→ **Provided text**

Maybe throw in some flavor from the 6 types of working genius (WIDGET: wonder, invention, discernment, galvanizing, enablement, tenacity) and meyers-briggs personality types for fun.
That chart is confusing because they’ve put the quadrant labels on the axes so a) the axis dimensions are unknown and b) there are two labels on each quadrant
Yea, the quadrant visualization does not make sense. What is the bottom-left quadrant? Coaster or Grifter or both? What about the top-right? None of the above? I can't figure it out.
I think the real problem is that it's impossible to work as a believer/grinder in any large organisation (e.g. filled with grifters). It's not sustainable to work as a grinder for a long time in the first place, but it's especially terrible when it's unrewarding.
No mention of all the "deadwood:" people that don't contribute anything at all. People you're loath to assign anything to because they've repeatedly shown that they're incapable of finishing the simplest task. People one would think would be first on the cutting block at the next layoff.

[Entries from a point annotation set]
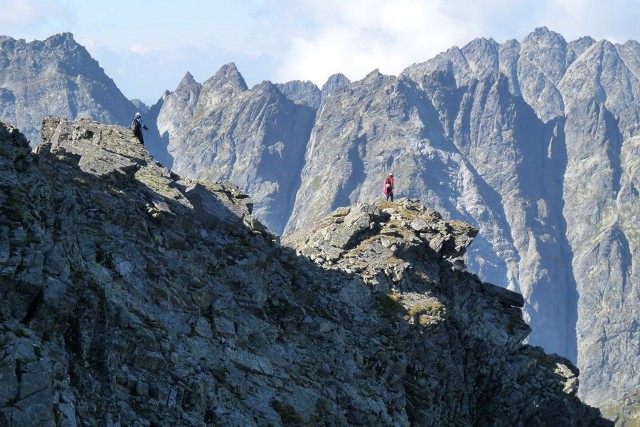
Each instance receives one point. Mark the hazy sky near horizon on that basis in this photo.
(147, 46)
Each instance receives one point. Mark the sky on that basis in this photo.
(147, 46)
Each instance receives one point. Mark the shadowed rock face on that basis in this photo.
(133, 296)
(533, 142)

→ **Given instruction**
In the comment thread, what six working genius types does the acronym WIDGET stand for?

→ **Exercise solution**
Wonder, invention, discernment, galvanizing, enablement, and tenacity.